Extrait de page:
Western et wagons bâchés.
La photo a donné un visage aux pionniers du Far-West.

1848-1849, les trappeurs, les chercheurs d’or transhument d’Est en Ouest. Dans leurs bagages, le premier appareil photo.
Les vainqueurs imposent l’image.
Le mythe est posé : tout ressemble à un commencement.
Photographie et cinéma deviennent le bras armé de la conquête de l’Ouest : en imprimant la silhouette de ces anglo-saxons blancs protestants venus d’Europe, ils effacent les visages, les identités, le souvenir des habitants de ces contrées devenus par force américains.
Ces peuples natifs, métissés, ont été invisibilisés.

Qui dit conquête dit violence.
Le mouvement d’arrière en avant, les caravanes de chariots entaillent et s’approprient l’espace, les colonies se sédentarisent et annexent les terres : le grand mépris est en route.
Ils ont volé le territoire, pendus des femmes et des hommes mais l’effacement est sans doute plus radicalement destructeur. Tirez les rideaux !

Qui habitait le Mexique du Nord avant 1848 ?
Avant la création de la frontière, la Californie, le Nouveau Mexique, l’Utah, le Nevada, le Colorado, l’Arizona, le Texas constituaient le Mexique. Leurs habitants aussi.
Fracturé, divisé, le Mexique d’après 1848 se retrouve diminué ; sa superficie est minorée, sa population ignorée. Dès lors, le mensonge s’affiche.
Restent les photos des vainqueurs parfois dépenaillés, sales, couverts de sueur et de poussière, mais à la face souvent réjouie et au sourire carnassier. Ils se voient et se donnent à voir comme « les premiers ».
Avant eux, rien, personne, le désert.
Envisager qu’il y eut une civilisation, des peuples, des cultures aurait remis dangereusement en cause les fondations du mythe américain.

L’artiste, photographe belgo-américain Tomas van Houtryve est allé à la rencontre des descendants des premiers habitants du Mexique.
Son projet photo : redonner un visage à tous ces peuples invisibilisés paradoxalement par l’arrivée de la photo. Créer l’album manquant.
Il décide d’immortaliser sous forme de diptyques, des hommes, des femmes et leur territoire. Il reprend les techniques du XIXe siècle pour portraiturer le peuple natif et métissé : chambre photographique d’époque, procédé du négatif sur verre collodion humide.
Il choisit le drone pour nous livrer la terre vue du ciel, cette terre de l’Ouest traversée et cicatrisée par cette nouvelle frontière, celle de Trump. Du sable au mur : l’image de l’obscénité.
« Nous n’avons pas traversé la frontière », clame un des descendants d’Indiens, Noirs ou hispaniques, « C’est la frontière qui nous a traversés ! »
Le projet de Tomas van Houtryve parle de notre rapport à l’identité, à la mémoire, au pouvoir.
En redonnant une visibilité et un visage aux descendants du « 1er Mexique », il restitue l’humanité qui habitait cette terre avant 1848 et celle que la photo devrait toujours servir.
Son livre répare : c’est l’album manquant.

Consigne 1:
Comptez les lignes ci-dessous qui contiennent la chaîne « tree », en tenant compte de la casse. Combien y en a-t-il ? Donnez uniquement le nombre.

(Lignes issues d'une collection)

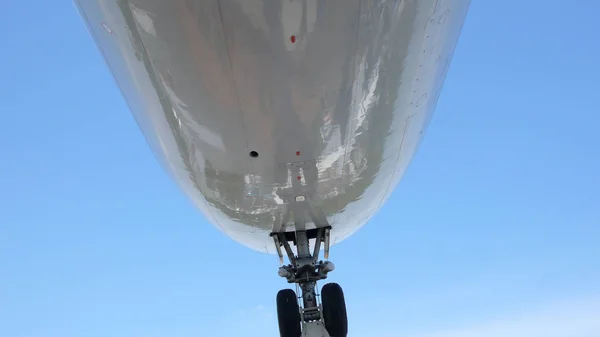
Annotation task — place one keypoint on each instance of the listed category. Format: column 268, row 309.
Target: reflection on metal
column 342, row 106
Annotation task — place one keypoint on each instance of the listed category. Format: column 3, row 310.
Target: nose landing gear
column 314, row 318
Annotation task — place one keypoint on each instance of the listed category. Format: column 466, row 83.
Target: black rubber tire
column 288, row 314
column 334, row 310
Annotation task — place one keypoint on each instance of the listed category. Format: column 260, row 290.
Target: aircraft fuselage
column 280, row 115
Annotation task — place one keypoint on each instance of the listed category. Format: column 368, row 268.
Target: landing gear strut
column 305, row 270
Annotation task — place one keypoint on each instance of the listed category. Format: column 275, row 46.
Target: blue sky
column 493, row 231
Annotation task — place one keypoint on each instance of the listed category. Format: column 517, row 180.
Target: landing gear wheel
column 334, row 310
column 288, row 313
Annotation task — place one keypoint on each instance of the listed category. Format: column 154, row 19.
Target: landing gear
column 326, row 319
column 334, row 310
column 288, row 313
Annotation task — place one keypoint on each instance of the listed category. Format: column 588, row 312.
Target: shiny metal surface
column 333, row 96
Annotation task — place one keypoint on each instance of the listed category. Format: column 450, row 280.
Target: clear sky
column 494, row 230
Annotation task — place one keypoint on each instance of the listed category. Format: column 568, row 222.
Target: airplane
column 287, row 122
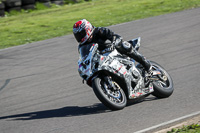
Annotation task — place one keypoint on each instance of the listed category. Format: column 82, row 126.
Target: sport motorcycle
column 117, row 78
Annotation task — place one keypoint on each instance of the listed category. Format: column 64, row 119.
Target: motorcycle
column 116, row 78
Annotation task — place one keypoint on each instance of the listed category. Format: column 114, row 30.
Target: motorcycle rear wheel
column 113, row 99
column 163, row 88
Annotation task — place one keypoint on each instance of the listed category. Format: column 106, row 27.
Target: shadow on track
column 61, row 112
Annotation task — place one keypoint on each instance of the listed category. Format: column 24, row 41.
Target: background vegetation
column 30, row 26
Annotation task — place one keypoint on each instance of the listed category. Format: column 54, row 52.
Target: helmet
column 82, row 30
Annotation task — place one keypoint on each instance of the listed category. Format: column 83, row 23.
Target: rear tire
column 162, row 89
column 109, row 101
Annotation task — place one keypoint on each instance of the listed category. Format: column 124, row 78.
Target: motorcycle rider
column 85, row 33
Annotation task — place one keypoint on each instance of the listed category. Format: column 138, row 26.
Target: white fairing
column 115, row 63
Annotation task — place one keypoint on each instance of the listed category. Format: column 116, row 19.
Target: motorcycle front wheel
column 114, row 99
column 163, row 87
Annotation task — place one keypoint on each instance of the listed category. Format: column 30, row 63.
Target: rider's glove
column 117, row 42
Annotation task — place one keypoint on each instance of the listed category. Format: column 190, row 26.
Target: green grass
column 28, row 27
column 194, row 128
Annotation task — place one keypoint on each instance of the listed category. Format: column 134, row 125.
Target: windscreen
column 85, row 50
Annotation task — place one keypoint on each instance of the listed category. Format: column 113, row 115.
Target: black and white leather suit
column 101, row 35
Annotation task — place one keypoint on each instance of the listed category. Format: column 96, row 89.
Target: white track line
column 168, row 122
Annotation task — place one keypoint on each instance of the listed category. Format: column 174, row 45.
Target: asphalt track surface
column 41, row 91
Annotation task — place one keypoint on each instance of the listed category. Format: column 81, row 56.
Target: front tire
column 113, row 99
column 163, row 88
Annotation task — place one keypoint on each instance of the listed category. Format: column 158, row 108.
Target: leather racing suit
column 101, row 34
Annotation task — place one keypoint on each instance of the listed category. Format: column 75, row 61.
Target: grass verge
column 58, row 21
column 194, row 128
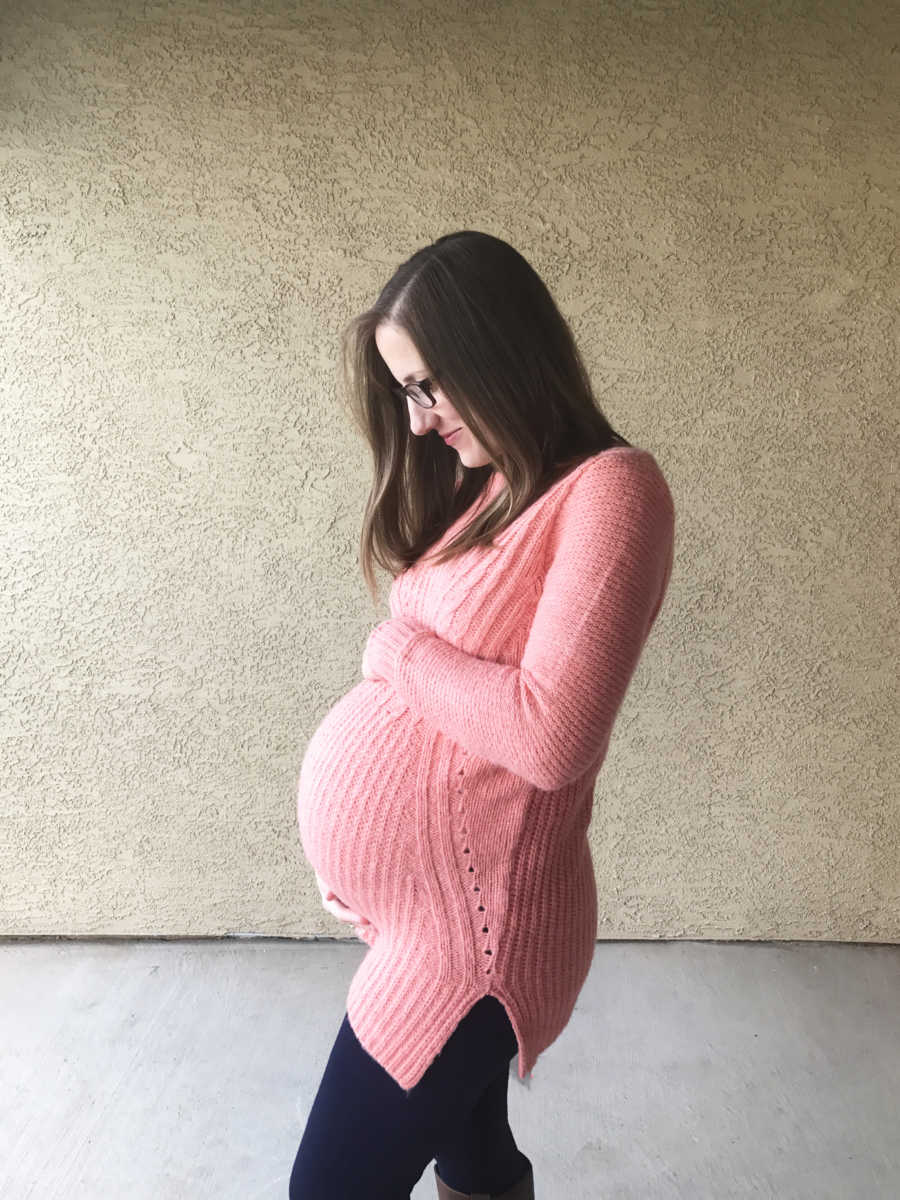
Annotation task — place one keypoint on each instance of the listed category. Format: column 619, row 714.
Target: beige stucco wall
column 196, row 197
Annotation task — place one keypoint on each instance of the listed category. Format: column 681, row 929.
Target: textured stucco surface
column 196, row 197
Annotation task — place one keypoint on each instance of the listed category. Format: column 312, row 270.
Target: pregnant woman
column 444, row 802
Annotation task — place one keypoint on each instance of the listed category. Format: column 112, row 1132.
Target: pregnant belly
column 357, row 799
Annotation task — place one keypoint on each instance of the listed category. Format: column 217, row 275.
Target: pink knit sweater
column 447, row 797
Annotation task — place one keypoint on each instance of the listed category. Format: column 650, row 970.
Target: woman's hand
column 337, row 907
column 383, row 645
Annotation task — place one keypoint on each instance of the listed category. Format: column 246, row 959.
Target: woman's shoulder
column 617, row 467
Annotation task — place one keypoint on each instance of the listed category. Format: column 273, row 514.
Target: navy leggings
column 367, row 1137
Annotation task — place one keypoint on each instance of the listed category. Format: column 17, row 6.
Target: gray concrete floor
column 174, row 1069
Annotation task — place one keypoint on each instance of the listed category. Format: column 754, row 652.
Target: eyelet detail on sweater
column 487, row 951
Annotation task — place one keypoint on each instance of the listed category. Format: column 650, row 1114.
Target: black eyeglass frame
column 411, row 390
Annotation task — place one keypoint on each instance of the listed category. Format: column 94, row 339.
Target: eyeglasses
column 420, row 391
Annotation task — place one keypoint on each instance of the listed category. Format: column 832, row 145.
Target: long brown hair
column 485, row 322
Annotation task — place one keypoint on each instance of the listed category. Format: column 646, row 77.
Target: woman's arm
column 550, row 719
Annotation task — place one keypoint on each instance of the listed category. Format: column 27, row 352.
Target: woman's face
column 406, row 365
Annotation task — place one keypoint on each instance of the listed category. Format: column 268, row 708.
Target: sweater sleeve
column 549, row 720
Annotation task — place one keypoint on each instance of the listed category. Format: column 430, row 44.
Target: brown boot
column 522, row 1189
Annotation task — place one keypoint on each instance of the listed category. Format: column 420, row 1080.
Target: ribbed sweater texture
column 447, row 797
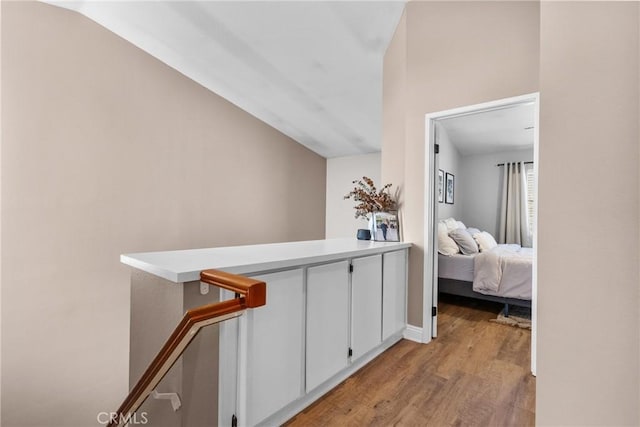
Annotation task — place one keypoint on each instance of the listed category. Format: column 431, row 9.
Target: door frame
column 430, row 275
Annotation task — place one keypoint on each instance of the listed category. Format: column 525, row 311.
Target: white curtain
column 514, row 226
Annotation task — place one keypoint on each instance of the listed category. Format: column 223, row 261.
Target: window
column 531, row 196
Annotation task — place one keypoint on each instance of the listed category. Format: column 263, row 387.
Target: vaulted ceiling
column 311, row 69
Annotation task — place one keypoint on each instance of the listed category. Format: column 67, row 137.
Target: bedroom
column 486, row 195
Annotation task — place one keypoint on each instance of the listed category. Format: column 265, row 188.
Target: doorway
column 432, row 122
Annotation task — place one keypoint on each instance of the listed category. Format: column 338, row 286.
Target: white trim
column 429, row 226
column 413, row 333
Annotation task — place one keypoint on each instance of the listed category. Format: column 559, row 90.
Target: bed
column 502, row 273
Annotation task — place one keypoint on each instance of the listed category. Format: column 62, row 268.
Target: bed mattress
column 461, row 267
column 457, row 267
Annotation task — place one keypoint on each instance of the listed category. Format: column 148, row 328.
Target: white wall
column 341, row 171
column 449, row 161
column 481, row 187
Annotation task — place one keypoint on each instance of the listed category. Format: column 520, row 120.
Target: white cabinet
column 327, row 322
column 394, row 292
column 274, row 364
column 366, row 304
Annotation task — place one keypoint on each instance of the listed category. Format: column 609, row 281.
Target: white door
column 274, row 347
column 394, row 292
column 327, row 322
column 366, row 304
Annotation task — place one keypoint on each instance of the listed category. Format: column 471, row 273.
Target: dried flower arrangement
column 369, row 199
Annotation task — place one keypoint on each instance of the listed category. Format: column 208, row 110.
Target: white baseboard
column 413, row 333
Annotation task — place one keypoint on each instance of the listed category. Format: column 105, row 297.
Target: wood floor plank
column 476, row 373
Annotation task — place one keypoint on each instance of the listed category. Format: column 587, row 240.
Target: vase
column 372, row 226
column 363, row 234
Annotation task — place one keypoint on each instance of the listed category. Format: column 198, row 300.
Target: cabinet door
column 274, row 346
column 394, row 292
column 366, row 304
column 327, row 321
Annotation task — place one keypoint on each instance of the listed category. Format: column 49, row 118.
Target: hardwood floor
column 476, row 373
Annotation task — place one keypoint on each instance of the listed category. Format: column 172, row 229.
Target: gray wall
column 450, row 161
column 106, row 151
column 481, row 187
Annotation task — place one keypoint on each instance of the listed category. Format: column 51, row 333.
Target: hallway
column 475, row 373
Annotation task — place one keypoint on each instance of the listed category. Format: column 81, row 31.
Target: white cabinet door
column 366, row 304
column 327, row 321
column 394, row 292
column 274, row 354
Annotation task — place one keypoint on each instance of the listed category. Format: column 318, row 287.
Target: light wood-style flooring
column 476, row 373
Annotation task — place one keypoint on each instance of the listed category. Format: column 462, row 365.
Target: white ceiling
column 492, row 131
column 311, row 69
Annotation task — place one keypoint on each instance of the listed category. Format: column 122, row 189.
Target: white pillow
column 446, row 245
column 472, row 231
column 485, row 241
column 451, row 224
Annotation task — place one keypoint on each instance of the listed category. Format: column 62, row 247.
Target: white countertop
column 186, row 265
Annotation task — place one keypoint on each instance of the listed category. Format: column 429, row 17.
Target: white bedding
column 505, row 271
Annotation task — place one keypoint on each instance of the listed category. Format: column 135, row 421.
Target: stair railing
column 250, row 293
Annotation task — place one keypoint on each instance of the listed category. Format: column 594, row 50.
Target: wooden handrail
column 250, row 293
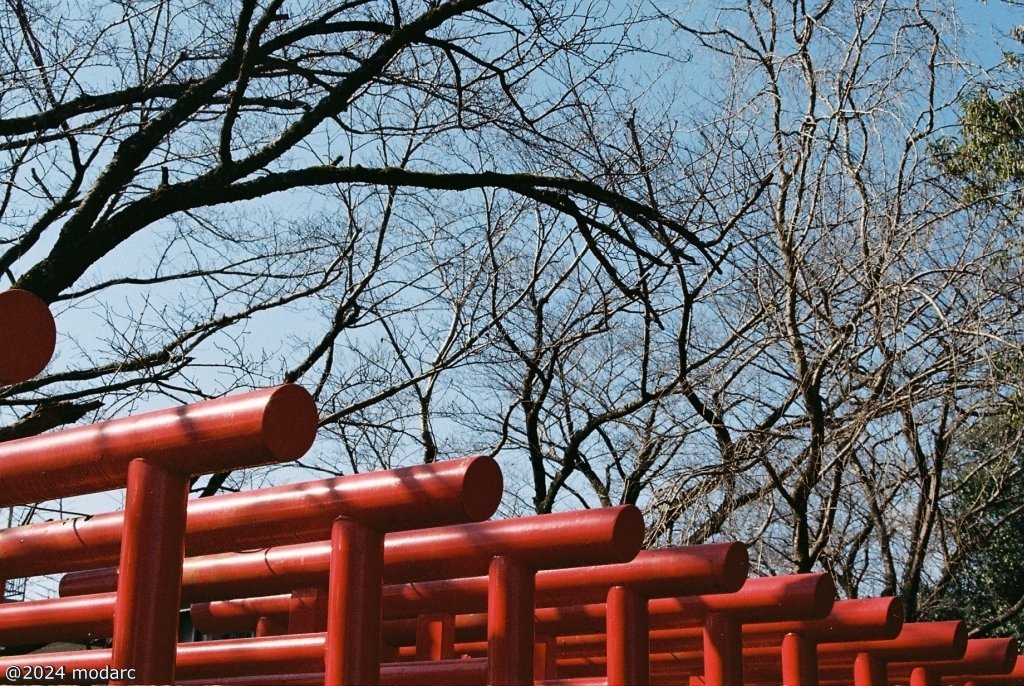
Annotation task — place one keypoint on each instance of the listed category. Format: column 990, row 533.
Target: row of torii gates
column 397, row 577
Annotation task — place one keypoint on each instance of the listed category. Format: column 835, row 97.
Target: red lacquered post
column 545, row 652
column 353, row 613
column 145, row 612
column 435, row 636
column 510, row 623
column 28, row 336
column 921, row 676
column 723, row 651
column 307, row 610
column 800, row 662
column 868, row 671
column 627, row 638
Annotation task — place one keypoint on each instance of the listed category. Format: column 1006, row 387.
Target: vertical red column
column 145, row 613
column 307, row 611
column 868, row 671
column 723, row 651
column 353, row 612
column 800, row 661
column 921, row 676
column 435, row 636
column 628, row 644
column 510, row 624
column 545, row 653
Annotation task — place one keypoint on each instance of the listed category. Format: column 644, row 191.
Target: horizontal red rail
column 261, row 427
column 442, row 492
column 29, row 338
column 569, row 539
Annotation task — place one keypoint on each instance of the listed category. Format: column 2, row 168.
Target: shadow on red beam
column 263, row 660
column 261, row 427
column 545, row 542
column 918, row 641
column 443, row 492
column 1016, row 676
column 709, row 568
column 769, row 598
column 29, row 336
column 849, row 619
column 983, row 656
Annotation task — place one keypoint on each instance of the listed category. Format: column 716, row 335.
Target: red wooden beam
column 434, row 495
column 983, row 656
column 567, row 539
column 260, row 427
column 28, row 337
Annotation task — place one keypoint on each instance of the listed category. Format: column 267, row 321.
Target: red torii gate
column 576, row 577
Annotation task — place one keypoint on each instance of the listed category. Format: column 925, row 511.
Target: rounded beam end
column 824, row 595
column 628, row 531
column 484, row 486
column 895, row 616
column 737, row 566
column 289, row 423
column 31, row 336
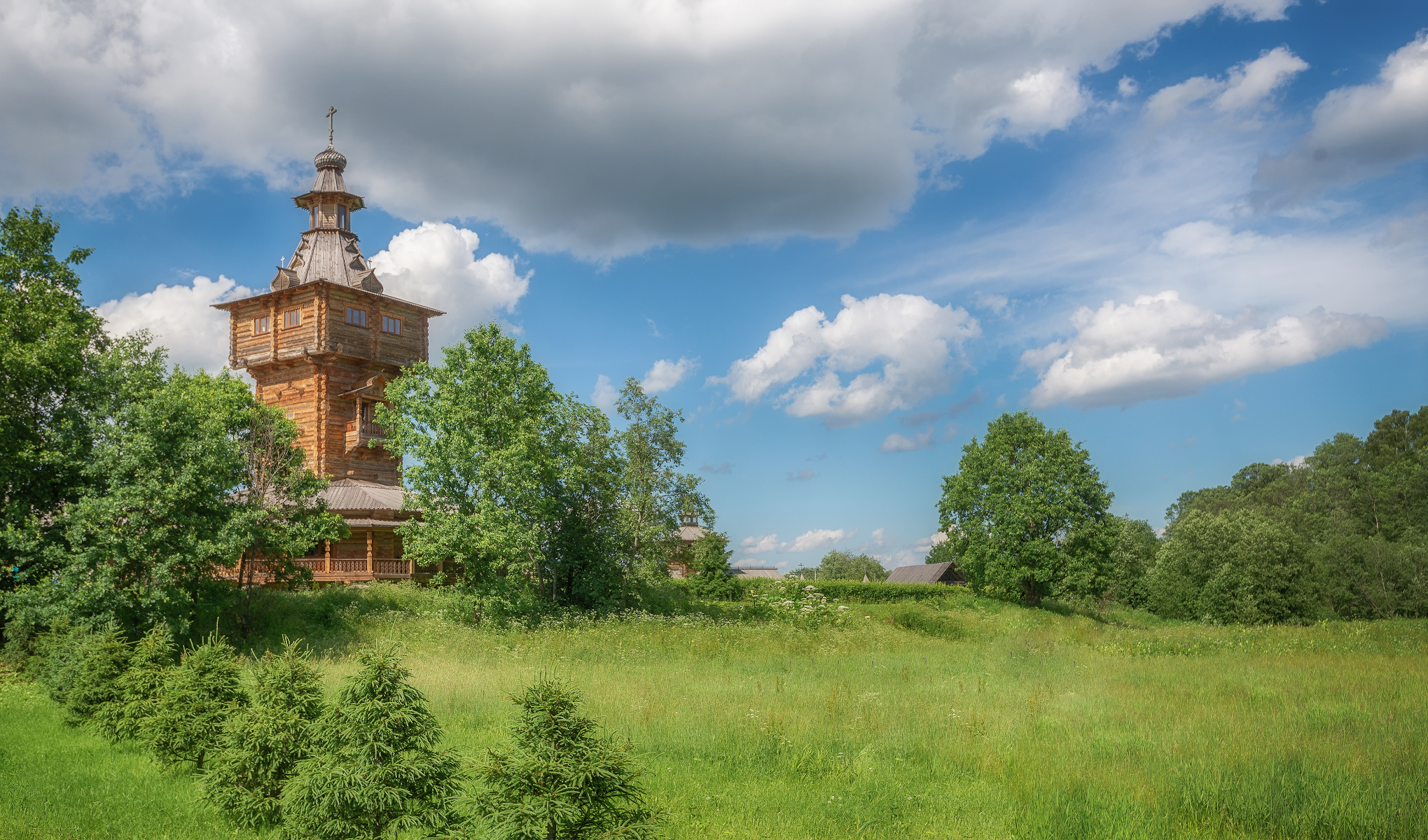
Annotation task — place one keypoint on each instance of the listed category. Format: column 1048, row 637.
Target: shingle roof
column 353, row 493
column 927, row 574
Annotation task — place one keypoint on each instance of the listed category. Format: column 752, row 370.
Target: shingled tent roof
column 927, row 574
column 352, row 493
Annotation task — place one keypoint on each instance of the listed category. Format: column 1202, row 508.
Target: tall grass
column 977, row 719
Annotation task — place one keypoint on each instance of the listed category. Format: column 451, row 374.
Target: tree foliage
column 1015, row 500
column 559, row 779
column 529, row 492
column 709, row 561
column 263, row 742
column 840, row 565
column 375, row 768
column 1341, row 533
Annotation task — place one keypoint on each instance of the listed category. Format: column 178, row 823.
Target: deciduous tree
column 1014, row 500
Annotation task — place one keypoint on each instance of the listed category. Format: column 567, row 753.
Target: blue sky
column 1193, row 234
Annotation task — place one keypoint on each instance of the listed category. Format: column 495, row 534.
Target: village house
column 321, row 346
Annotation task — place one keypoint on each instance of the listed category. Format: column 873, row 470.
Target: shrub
column 137, row 690
column 375, row 769
column 794, row 601
column 857, row 592
column 263, row 743
column 195, row 702
column 100, row 662
column 559, row 779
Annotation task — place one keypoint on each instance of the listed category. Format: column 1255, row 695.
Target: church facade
column 321, row 346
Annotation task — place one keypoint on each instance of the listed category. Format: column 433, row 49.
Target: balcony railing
column 361, row 431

Consigne 2:
D'après l'extrait de page, quelles techniques du XIXe siècle Tomas van Houtryve reprend-il pour portraiturer le peuple natif et métissé ?

Réponse attendue 1:
2

Réponse attendue 2:
Une chambre photographique d'époque et le procédé du négatif sur verre collodion humide.